-- EXERCISE INPUTS --

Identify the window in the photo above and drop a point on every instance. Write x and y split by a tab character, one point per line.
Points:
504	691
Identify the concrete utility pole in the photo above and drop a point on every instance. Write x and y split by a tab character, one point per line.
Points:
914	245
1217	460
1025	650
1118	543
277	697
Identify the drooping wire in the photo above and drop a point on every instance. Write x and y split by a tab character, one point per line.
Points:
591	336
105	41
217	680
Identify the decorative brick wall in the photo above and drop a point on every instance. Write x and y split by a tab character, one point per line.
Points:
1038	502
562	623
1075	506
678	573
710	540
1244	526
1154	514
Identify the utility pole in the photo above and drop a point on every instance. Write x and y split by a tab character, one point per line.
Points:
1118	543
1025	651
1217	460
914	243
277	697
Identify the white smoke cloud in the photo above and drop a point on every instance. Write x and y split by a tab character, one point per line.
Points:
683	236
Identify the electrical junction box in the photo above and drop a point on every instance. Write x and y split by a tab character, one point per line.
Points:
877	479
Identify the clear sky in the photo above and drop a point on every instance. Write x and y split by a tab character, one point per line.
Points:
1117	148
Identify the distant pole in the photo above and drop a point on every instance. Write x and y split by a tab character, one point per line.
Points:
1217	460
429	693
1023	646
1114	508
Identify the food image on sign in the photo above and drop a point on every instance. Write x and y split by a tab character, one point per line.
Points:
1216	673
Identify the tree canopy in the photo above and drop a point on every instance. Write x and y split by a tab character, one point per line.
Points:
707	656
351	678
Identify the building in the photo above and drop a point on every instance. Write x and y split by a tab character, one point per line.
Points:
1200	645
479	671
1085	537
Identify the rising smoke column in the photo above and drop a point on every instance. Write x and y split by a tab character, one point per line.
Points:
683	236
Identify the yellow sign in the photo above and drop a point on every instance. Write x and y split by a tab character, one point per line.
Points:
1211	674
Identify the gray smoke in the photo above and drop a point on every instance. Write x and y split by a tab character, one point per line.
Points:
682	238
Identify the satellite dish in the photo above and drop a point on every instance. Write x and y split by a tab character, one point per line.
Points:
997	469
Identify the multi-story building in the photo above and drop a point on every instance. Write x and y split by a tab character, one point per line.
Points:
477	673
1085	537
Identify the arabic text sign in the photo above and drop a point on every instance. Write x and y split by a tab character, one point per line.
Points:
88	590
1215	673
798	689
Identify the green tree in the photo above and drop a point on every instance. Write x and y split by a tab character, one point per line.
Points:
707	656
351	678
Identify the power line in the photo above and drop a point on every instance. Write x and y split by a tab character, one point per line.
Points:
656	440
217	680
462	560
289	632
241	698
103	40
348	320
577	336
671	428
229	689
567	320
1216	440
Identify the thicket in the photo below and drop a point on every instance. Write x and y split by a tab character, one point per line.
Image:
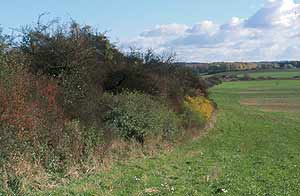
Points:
66	92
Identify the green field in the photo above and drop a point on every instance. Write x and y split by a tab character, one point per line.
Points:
283	74
274	74
253	150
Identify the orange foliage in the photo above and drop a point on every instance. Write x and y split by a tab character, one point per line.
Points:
200	105
23	103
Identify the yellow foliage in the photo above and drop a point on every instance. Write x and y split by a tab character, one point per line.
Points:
200	105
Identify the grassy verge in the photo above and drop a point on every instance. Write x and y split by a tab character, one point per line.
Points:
249	152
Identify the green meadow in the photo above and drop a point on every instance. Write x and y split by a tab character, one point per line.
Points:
253	149
274	74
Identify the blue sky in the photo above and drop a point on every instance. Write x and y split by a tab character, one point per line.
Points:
126	18
197	30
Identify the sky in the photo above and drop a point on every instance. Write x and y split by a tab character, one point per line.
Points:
197	30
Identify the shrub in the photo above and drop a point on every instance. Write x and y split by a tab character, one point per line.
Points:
137	116
197	110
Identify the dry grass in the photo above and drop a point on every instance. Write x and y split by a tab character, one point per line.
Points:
273	104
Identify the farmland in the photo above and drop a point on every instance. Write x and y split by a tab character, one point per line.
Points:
276	74
253	150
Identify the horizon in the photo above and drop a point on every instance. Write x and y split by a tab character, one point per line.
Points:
231	31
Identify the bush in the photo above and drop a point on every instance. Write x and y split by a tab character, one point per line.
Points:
197	111
137	116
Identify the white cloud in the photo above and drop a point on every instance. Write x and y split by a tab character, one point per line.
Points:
272	33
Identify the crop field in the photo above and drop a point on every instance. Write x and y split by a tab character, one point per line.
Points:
252	150
277	74
274	74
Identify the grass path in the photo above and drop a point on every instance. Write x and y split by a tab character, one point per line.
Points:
248	152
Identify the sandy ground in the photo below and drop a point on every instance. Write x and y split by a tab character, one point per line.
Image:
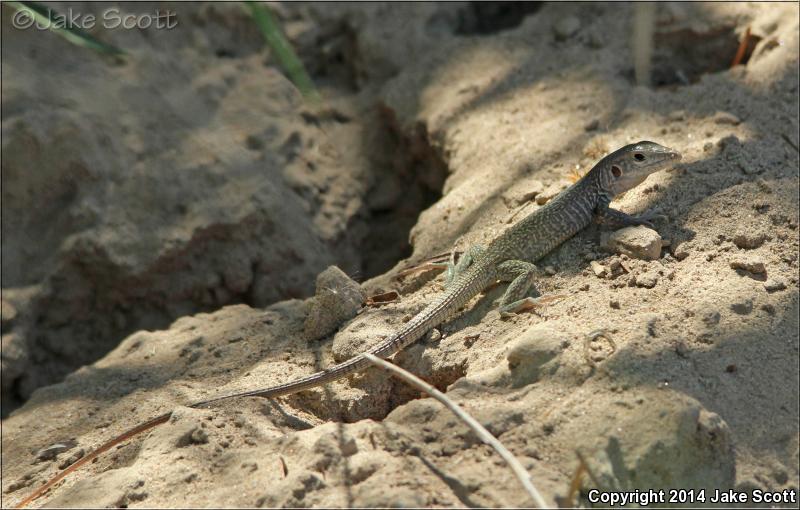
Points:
164	221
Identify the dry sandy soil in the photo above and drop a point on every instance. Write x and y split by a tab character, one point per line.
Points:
164	221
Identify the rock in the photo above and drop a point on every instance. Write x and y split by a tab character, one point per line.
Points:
750	263
726	118
647	280
774	284
663	444
551	191
680	251
749	240
566	27
599	269
195	435
7	314
534	354
743	307
337	300
638	242
52	451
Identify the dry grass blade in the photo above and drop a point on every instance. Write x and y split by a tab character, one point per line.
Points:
521	473
283	51
58	23
737	59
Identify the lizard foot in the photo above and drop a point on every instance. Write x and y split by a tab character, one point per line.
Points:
528	303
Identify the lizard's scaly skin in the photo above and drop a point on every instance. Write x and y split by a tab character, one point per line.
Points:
529	240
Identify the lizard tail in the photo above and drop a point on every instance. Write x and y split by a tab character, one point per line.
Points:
158	420
429	317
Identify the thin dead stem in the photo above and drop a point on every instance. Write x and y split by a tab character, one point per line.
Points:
521	473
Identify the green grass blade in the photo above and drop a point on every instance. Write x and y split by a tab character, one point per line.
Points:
45	16
283	51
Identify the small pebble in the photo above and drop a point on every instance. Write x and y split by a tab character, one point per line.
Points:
749	263
749	240
774	284
726	118
647	280
638	242
743	307
566	27
599	269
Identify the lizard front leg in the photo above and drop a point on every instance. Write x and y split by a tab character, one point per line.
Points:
521	275
615	218
472	254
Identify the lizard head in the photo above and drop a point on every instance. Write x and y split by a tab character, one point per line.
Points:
627	167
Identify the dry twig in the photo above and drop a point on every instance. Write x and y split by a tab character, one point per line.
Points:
521	473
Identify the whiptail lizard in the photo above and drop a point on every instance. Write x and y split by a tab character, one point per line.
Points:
509	258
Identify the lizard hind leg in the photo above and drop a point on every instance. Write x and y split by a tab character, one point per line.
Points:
521	275
472	254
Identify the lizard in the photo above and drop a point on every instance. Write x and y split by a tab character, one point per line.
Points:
508	258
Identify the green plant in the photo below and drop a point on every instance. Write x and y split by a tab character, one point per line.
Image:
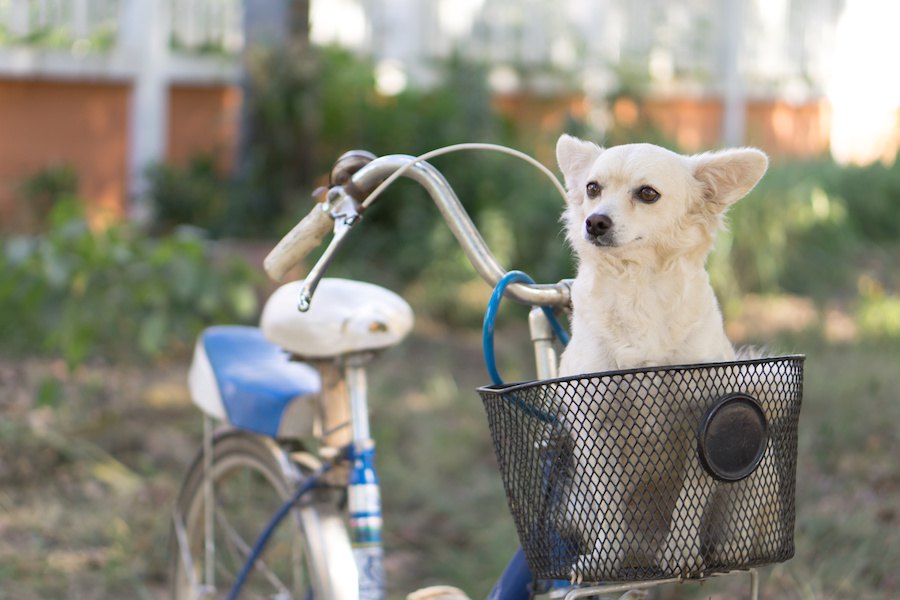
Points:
195	194
115	293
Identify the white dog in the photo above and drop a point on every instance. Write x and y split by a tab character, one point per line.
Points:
642	220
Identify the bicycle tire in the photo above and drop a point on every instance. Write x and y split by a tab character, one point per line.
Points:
308	554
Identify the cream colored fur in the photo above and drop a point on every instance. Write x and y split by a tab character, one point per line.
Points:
642	296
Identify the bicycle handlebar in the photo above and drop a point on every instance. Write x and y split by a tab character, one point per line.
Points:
300	241
380	172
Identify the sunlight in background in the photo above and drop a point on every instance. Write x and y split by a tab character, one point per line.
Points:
341	22
458	16
864	92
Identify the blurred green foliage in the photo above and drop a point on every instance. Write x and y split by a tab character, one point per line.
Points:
813	228
113	293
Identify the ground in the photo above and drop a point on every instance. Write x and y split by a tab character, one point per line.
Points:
90	462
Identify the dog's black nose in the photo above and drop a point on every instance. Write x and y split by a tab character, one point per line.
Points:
597	225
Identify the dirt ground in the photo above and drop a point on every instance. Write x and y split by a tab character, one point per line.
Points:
90	463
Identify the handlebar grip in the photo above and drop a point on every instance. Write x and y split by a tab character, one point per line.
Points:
300	241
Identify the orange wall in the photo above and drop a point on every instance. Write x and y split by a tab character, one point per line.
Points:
85	125
45	123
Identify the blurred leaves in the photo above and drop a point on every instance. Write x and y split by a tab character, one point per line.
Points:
113	293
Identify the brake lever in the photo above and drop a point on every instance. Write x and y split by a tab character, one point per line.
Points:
344	209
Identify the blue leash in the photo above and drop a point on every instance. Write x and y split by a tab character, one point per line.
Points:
263	539
490	317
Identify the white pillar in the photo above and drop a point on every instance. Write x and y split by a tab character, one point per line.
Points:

-- TASK INSTRUCTIONS --
Repeat exactly the lines above from the line that contains "Identify the blurred leaves" through the end. Include both of these ends; leave out everything else.

-- FINISHED EXERCISE --
Identify the blurred leaves in the photo above and drop a point on every instance. Write x and y split by a tab character, one point per line.
Points:
113	293
Identify the brake lever in the photo above and drop a point on every instance. Write x and y split by a tab character, one point per line.
Points:
344	209
Identify the blue leash in the photo above and drop a point on every instance. Write x and y split by a tab character, one point per line.
Points:
263	539
490	317
Identify the white pillar in the photo above and drop a point on every instance. Write x and y split by a tab character, one point per line.
Points:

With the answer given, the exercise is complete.